Reproduce exactly, with no other output, every line of the data below from the line containing "Wildlife-survey tagging: tag each instance of the dark" to the end, inclusive.

----------------

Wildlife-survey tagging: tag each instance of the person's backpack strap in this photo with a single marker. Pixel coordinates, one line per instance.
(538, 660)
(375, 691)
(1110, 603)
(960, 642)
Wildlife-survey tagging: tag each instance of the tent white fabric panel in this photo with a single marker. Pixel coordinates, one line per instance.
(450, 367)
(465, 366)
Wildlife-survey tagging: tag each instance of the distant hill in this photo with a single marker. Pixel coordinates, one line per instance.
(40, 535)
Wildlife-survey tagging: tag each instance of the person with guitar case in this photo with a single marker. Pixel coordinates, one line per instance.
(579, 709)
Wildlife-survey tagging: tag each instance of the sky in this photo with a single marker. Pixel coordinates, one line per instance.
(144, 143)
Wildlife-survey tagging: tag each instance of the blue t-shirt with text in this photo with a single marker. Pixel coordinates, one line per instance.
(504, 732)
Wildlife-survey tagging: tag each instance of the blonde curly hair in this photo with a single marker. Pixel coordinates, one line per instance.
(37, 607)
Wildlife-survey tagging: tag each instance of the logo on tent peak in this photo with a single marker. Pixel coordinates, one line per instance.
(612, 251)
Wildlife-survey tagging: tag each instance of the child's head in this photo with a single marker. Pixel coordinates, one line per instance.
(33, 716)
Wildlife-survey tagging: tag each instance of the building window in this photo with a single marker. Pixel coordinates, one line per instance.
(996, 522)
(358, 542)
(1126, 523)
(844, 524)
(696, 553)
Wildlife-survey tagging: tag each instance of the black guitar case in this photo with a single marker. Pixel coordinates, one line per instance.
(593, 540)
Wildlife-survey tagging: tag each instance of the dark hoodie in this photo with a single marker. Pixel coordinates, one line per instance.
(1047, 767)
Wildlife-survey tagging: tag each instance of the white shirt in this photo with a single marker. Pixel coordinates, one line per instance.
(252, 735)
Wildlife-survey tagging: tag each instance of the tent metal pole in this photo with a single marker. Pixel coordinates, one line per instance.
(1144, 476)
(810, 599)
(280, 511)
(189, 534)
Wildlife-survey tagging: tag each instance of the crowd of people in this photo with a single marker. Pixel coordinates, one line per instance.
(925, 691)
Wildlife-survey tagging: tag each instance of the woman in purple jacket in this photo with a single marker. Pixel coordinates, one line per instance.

----------------

ANSWER TO THIS EXERCISE ▸
Wildlife-survey tagging: tag each instance of the dark hoodie in this photo with a single marker. Pixel coordinates, one line per instance.
(1047, 767)
Wildlife-survey tagging: tag each instance of the white shirt in this photo with a single marker. Pixel coordinates, one line per instance.
(252, 735)
Wildlife-survey tagging: tag each instance of the tent metal pole in this photo with a single marker. Pixel coordinates, one line per instance.
(1144, 476)
(810, 599)
(280, 511)
(189, 534)
Wildlife-survey tagging: tag each instance of the crowd of people in this photo with a single marker. Pixel coordinates, one line per instance.
(925, 691)
Wildlife-survey tagging: tag each instance of the woman in purple jacket in this photo with a single marker. Pixel coordinates, one line per instance.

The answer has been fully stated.